Please give back word for word the lines of the material below between the line containing "Where can you find the tent" and the line containing "Where can you find the folding", inclusive.

PROVIDED ENTRIES Block Start

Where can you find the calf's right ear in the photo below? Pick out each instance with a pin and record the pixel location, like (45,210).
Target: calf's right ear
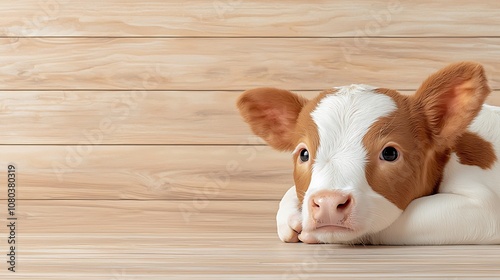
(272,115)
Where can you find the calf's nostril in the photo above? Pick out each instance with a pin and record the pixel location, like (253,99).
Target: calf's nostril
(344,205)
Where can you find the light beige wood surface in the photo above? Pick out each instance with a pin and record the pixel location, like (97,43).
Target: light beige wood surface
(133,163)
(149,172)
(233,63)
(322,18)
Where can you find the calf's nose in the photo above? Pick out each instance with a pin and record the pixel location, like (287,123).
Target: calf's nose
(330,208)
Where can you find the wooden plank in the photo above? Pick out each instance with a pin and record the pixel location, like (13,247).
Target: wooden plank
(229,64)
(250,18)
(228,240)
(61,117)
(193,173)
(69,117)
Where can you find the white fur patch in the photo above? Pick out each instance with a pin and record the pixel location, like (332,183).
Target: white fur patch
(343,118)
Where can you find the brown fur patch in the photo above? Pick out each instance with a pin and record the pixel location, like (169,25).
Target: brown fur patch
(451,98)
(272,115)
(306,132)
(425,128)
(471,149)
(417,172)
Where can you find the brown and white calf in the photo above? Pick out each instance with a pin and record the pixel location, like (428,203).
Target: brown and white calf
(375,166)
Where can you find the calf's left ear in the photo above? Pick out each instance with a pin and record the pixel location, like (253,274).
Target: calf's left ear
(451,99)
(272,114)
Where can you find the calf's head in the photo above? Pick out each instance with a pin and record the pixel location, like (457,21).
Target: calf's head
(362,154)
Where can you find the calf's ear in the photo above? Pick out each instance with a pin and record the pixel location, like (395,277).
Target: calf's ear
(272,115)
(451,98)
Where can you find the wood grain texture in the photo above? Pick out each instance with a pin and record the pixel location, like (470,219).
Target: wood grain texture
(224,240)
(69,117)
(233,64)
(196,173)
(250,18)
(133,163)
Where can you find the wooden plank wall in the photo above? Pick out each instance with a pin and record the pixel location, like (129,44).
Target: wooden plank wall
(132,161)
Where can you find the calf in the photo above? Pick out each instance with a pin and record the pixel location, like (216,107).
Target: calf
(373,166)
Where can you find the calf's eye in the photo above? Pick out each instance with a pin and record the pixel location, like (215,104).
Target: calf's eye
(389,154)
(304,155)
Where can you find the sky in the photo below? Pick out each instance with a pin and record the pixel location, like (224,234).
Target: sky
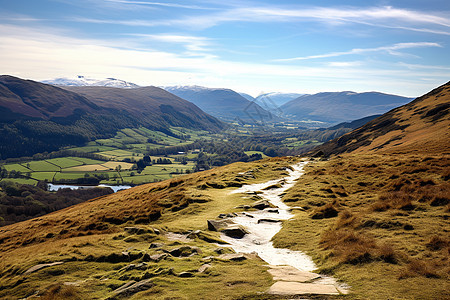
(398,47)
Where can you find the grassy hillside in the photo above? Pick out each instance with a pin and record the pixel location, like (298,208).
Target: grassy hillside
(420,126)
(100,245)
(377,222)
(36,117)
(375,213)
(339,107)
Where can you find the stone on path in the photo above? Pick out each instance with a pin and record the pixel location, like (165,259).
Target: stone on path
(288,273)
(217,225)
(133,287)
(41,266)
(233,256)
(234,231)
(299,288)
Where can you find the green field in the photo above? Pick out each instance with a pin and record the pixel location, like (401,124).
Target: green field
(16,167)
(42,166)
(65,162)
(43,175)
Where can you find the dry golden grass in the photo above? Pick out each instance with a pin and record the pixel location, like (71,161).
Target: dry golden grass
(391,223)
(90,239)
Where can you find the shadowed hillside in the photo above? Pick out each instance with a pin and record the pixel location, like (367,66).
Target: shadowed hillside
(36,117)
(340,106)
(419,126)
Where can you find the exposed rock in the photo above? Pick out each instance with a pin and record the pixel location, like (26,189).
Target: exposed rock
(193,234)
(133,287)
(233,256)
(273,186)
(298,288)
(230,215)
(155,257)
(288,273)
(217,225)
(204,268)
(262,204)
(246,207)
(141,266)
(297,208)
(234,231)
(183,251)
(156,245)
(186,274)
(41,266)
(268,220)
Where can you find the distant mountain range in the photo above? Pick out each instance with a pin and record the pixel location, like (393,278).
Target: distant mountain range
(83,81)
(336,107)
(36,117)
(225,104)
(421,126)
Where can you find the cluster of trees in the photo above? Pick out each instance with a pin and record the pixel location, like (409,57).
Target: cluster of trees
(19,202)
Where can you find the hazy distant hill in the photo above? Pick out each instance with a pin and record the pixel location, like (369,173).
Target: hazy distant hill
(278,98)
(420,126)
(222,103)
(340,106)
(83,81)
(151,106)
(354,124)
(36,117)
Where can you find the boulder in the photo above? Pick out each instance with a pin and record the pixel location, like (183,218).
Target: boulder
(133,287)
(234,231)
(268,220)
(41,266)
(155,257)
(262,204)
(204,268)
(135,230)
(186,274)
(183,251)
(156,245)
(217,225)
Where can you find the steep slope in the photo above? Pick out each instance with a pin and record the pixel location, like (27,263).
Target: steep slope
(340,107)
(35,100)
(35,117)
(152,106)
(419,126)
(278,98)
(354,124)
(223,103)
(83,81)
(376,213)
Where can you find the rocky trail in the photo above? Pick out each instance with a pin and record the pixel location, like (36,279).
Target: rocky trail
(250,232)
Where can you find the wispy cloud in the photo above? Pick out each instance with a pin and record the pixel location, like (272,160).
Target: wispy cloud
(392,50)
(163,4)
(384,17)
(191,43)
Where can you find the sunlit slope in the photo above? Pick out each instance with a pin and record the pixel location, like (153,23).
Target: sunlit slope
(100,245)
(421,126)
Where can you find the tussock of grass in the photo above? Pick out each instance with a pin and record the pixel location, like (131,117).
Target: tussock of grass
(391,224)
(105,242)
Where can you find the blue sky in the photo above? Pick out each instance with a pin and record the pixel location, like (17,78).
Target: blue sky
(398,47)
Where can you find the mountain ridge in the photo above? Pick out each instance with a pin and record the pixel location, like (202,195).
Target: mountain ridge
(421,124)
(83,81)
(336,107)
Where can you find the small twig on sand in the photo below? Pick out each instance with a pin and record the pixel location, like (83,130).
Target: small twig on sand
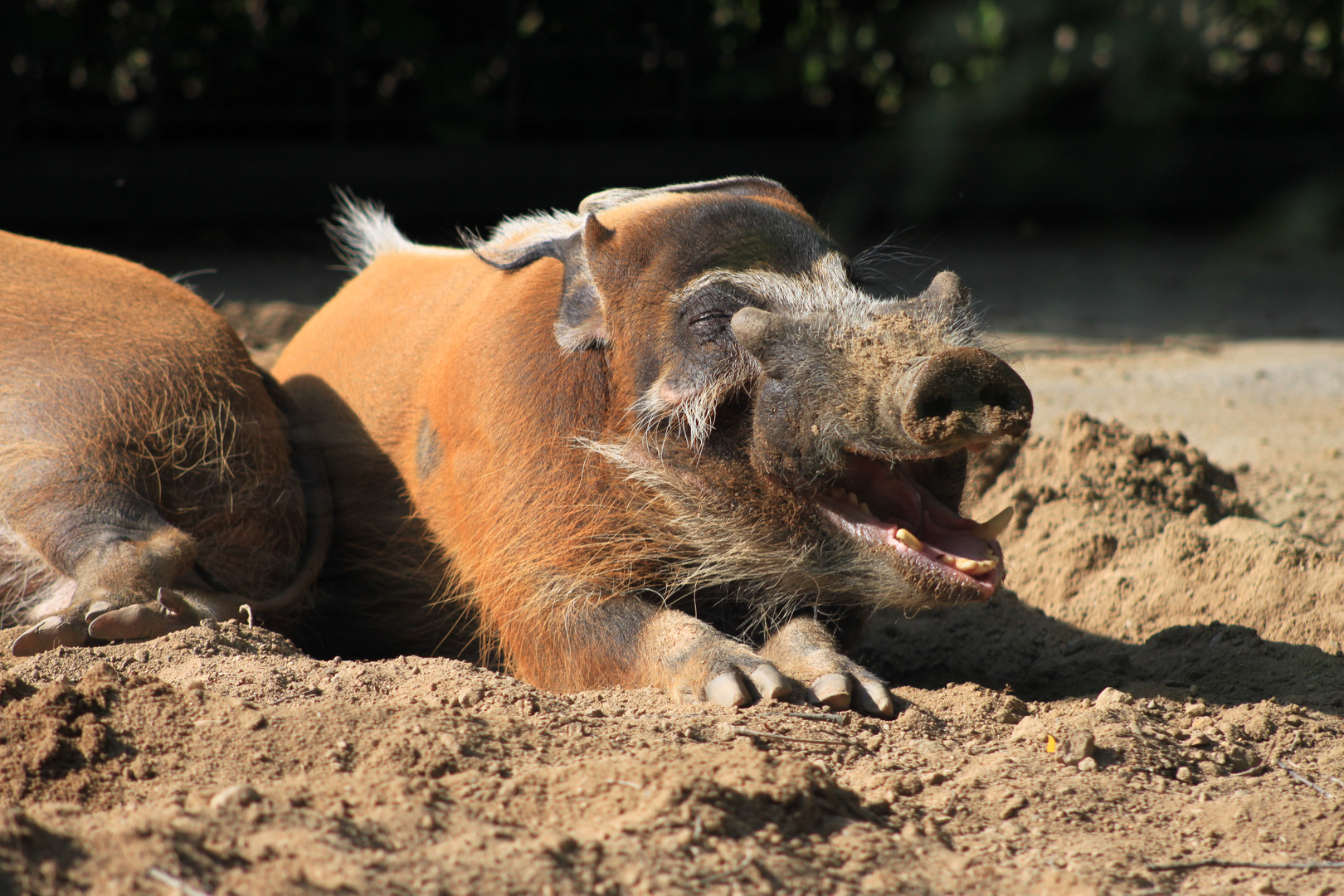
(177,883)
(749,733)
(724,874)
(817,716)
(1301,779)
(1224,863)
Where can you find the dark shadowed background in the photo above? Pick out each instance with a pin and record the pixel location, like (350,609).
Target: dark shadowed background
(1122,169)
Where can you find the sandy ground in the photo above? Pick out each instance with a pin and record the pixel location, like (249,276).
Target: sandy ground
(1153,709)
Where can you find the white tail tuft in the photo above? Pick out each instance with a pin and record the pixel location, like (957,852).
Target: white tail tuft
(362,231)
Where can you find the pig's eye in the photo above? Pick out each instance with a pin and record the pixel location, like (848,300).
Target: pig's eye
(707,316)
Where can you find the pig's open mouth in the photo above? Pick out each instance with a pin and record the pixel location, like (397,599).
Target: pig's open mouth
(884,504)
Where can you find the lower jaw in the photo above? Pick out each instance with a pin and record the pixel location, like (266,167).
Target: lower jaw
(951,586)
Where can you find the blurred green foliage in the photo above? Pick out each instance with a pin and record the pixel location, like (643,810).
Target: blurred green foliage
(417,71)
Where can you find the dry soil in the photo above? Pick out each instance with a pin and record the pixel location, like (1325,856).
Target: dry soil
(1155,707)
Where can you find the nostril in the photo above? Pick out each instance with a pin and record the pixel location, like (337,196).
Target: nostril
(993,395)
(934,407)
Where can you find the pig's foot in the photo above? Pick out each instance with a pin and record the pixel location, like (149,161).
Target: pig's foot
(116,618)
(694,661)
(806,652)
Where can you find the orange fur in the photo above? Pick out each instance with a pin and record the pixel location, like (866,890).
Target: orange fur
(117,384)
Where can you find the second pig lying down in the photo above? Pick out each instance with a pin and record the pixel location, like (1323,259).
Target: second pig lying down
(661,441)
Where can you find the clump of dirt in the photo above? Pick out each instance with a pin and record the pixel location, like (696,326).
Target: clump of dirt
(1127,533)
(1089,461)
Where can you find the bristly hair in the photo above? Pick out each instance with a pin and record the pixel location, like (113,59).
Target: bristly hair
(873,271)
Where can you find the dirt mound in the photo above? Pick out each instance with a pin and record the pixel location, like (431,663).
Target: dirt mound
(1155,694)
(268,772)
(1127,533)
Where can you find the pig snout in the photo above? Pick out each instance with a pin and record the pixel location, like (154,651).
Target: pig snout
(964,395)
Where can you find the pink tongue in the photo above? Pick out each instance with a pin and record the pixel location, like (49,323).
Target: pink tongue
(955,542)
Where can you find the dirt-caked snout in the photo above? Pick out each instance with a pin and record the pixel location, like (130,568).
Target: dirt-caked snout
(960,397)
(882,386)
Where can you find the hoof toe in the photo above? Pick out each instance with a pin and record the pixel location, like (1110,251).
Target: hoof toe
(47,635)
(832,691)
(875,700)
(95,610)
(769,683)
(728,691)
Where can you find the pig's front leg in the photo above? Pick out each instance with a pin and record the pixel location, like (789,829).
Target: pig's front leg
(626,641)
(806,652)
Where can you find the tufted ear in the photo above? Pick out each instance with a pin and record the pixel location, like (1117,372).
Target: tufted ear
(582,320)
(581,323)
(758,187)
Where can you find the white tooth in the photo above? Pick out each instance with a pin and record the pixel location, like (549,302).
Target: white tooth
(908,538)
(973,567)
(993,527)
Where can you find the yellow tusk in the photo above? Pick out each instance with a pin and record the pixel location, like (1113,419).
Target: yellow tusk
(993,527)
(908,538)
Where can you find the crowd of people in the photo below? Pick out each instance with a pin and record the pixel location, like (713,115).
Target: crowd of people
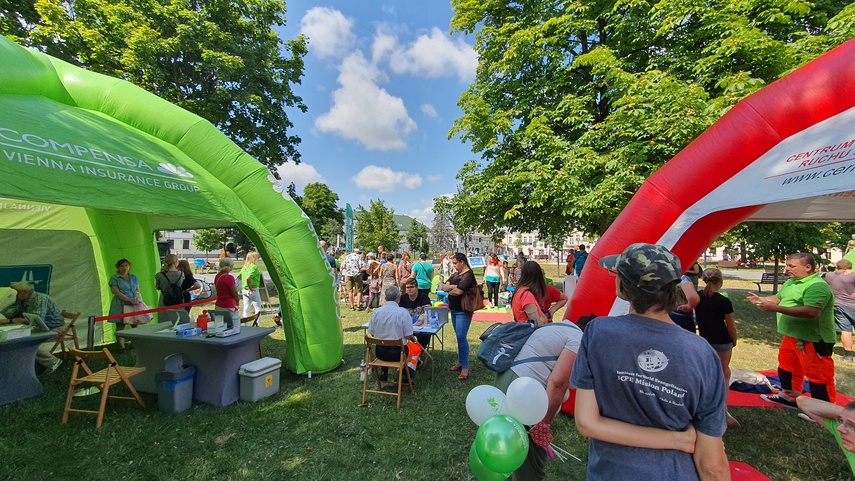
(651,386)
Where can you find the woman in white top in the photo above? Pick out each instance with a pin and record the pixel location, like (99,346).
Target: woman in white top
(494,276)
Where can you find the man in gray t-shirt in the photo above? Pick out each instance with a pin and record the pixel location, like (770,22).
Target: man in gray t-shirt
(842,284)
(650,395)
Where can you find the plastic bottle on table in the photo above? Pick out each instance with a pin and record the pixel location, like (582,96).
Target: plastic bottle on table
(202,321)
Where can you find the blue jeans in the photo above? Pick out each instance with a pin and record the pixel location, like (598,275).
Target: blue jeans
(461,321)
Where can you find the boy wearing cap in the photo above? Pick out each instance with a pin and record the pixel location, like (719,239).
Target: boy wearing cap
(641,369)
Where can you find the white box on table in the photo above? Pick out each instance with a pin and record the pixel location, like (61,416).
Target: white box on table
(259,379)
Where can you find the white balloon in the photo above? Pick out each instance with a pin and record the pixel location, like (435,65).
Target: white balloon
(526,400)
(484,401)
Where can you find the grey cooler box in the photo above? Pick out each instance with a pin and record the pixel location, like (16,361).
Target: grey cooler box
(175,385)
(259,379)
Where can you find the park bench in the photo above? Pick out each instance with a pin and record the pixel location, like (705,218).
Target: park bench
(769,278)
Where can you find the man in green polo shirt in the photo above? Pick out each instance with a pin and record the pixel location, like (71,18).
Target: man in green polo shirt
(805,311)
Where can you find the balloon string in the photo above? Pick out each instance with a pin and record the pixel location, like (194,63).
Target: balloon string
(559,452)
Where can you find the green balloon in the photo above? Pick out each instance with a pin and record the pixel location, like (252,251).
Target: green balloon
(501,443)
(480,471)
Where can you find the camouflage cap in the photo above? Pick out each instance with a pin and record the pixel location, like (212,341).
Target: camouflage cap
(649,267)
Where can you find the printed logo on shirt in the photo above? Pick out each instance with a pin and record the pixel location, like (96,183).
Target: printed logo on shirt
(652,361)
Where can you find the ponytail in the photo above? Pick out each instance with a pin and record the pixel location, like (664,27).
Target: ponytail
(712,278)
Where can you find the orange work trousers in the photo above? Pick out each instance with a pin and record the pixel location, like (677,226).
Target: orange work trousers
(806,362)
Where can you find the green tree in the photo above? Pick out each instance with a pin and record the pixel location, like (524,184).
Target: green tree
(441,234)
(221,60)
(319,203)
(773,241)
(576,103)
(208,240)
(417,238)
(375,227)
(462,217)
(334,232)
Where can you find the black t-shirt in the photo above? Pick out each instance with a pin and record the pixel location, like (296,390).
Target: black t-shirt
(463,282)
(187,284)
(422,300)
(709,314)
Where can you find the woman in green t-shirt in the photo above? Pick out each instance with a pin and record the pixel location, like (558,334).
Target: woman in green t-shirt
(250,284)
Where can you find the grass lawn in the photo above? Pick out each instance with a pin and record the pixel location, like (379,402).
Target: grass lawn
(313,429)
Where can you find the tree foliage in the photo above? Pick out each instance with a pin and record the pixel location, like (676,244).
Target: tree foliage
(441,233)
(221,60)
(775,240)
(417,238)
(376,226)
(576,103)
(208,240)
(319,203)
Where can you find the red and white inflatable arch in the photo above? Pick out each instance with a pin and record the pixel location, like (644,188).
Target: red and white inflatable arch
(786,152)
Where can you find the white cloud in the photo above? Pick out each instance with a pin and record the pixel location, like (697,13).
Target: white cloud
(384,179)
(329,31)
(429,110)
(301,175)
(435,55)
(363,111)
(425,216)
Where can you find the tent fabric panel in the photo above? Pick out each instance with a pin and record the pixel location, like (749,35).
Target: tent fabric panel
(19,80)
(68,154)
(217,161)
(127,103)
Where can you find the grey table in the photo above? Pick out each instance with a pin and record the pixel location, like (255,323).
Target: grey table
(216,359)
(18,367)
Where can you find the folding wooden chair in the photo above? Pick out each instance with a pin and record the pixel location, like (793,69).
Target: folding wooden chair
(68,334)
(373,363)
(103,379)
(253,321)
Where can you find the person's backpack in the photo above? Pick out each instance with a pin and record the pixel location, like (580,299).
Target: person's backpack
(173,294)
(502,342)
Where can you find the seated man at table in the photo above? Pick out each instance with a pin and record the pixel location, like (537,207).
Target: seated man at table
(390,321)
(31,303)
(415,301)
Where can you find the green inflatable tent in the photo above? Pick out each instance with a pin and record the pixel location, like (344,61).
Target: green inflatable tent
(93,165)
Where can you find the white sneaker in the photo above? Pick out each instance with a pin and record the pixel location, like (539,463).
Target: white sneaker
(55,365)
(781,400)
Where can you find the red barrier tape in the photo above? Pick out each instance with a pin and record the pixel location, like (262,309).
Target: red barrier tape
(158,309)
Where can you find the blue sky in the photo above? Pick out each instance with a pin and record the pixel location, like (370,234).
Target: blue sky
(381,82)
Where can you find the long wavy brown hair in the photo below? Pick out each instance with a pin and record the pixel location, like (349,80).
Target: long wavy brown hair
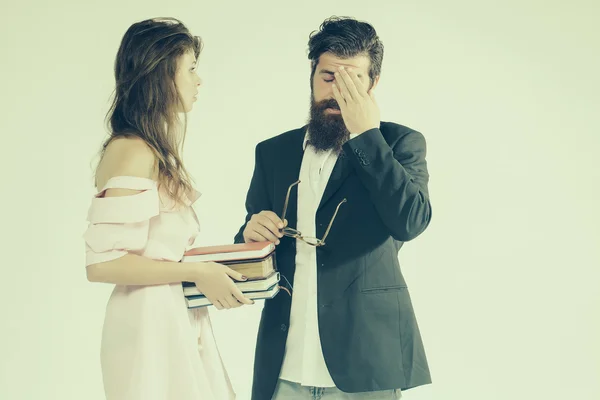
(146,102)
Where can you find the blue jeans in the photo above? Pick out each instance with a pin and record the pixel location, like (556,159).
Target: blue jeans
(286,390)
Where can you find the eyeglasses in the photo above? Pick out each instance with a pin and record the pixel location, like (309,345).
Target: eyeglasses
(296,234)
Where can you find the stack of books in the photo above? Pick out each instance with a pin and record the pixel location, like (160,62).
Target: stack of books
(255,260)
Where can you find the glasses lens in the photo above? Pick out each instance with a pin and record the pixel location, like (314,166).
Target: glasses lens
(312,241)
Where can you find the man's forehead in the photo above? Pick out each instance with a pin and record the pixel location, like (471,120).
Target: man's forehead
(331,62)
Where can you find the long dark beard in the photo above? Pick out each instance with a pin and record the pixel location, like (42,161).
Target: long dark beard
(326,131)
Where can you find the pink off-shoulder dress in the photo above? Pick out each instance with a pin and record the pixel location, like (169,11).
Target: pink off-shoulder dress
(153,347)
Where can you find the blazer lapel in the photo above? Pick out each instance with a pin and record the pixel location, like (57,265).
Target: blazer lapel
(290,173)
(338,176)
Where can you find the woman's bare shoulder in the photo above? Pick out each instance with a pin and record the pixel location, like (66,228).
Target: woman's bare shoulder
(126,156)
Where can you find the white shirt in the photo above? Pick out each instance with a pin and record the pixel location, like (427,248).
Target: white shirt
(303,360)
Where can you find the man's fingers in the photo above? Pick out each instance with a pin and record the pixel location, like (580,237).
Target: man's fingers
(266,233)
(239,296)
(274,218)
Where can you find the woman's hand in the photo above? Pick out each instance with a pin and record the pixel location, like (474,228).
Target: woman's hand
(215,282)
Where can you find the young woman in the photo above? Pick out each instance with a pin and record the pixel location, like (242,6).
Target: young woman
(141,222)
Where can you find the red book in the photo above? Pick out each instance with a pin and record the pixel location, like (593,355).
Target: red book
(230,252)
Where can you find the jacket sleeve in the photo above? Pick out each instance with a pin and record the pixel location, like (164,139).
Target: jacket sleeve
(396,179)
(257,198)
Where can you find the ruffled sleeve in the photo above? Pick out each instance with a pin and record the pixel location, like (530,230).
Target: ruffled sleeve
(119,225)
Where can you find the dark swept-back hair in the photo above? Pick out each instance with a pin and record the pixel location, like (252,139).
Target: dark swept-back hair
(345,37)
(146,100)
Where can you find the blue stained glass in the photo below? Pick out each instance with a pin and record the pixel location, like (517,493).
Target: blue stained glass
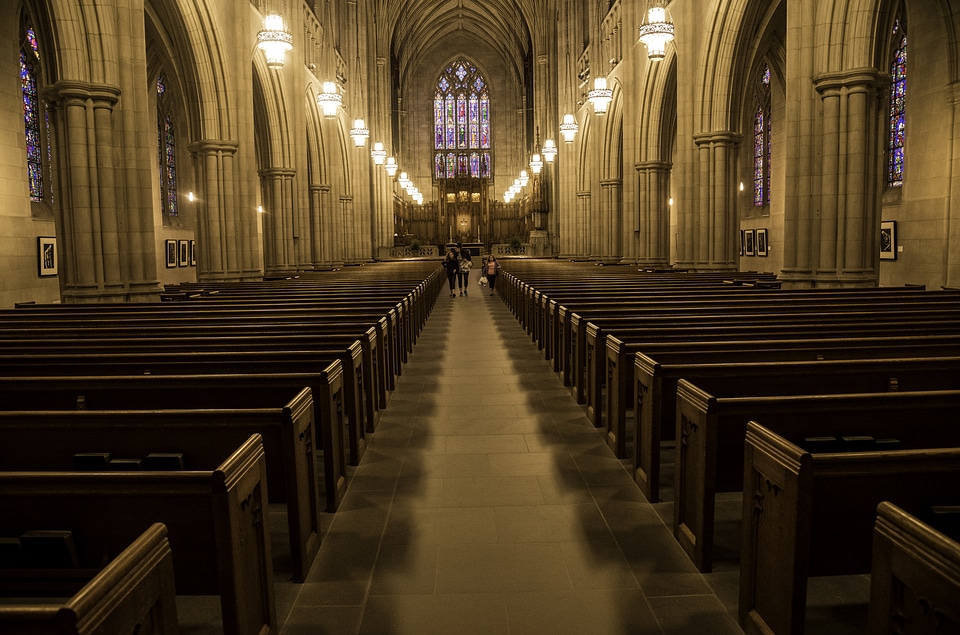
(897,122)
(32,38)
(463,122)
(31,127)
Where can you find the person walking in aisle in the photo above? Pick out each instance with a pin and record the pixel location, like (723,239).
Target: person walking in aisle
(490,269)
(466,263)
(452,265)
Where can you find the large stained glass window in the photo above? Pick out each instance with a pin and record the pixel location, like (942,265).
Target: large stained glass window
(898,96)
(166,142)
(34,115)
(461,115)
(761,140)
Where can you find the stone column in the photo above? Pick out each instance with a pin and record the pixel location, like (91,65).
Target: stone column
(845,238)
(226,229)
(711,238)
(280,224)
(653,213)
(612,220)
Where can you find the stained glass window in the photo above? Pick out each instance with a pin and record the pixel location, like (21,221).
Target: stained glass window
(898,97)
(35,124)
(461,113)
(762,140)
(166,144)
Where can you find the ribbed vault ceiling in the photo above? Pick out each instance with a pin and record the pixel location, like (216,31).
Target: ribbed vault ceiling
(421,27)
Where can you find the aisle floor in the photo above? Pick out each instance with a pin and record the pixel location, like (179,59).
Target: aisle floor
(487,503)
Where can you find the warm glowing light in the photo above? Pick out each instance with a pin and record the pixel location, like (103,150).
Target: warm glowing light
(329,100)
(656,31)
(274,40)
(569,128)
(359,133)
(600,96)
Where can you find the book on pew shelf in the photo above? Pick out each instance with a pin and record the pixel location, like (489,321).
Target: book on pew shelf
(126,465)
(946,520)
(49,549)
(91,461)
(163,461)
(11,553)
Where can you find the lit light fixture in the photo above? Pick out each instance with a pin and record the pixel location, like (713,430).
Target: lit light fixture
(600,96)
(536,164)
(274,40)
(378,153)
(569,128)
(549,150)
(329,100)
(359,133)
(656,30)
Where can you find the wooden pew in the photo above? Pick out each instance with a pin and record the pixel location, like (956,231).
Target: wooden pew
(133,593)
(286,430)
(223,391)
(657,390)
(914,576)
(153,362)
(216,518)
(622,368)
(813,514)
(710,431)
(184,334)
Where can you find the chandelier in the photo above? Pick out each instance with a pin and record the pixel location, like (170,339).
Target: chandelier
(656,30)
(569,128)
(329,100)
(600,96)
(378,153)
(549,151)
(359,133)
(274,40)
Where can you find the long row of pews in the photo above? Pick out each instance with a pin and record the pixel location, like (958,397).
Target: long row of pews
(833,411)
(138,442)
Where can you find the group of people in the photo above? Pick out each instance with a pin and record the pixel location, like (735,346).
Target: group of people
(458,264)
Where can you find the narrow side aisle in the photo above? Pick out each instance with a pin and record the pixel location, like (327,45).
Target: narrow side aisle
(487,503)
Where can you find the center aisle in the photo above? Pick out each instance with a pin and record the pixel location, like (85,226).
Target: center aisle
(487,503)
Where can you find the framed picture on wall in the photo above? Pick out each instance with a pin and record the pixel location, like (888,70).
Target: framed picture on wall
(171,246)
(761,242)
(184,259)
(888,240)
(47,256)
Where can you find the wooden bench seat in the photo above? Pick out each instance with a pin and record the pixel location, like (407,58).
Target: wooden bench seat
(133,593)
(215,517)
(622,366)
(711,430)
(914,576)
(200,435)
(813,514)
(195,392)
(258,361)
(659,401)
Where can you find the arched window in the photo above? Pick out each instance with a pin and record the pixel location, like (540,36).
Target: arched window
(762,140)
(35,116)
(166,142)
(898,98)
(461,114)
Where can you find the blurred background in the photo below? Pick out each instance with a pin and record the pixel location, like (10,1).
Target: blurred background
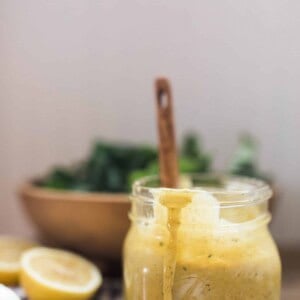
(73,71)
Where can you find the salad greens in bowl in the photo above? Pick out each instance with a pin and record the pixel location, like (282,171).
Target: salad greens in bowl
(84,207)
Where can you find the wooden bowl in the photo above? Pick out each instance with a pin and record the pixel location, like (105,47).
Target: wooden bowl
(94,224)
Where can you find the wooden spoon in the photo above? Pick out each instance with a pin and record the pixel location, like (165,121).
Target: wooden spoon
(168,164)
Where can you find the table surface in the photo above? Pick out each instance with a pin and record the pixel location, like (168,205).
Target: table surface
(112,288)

PROVIDED ENTRIES Block End

**RESPONSE AREA**
Where can you find the tent fabric panel in the photo above? Pick out each instance with a pin and record the pixel location, like (749,35).
Target: tent fabric panel
(19,80)
(68,154)
(217,161)
(127,103)
Where can you find the grey table in the photo above? Pick out each instance with a pin and record the pixel location, like (255,323).
Target: grey table
(216,359)
(18,367)
Where can you find the folding wooden chair in the photo above? Pick out each instance with a pin and record the pixel location, like (793,69).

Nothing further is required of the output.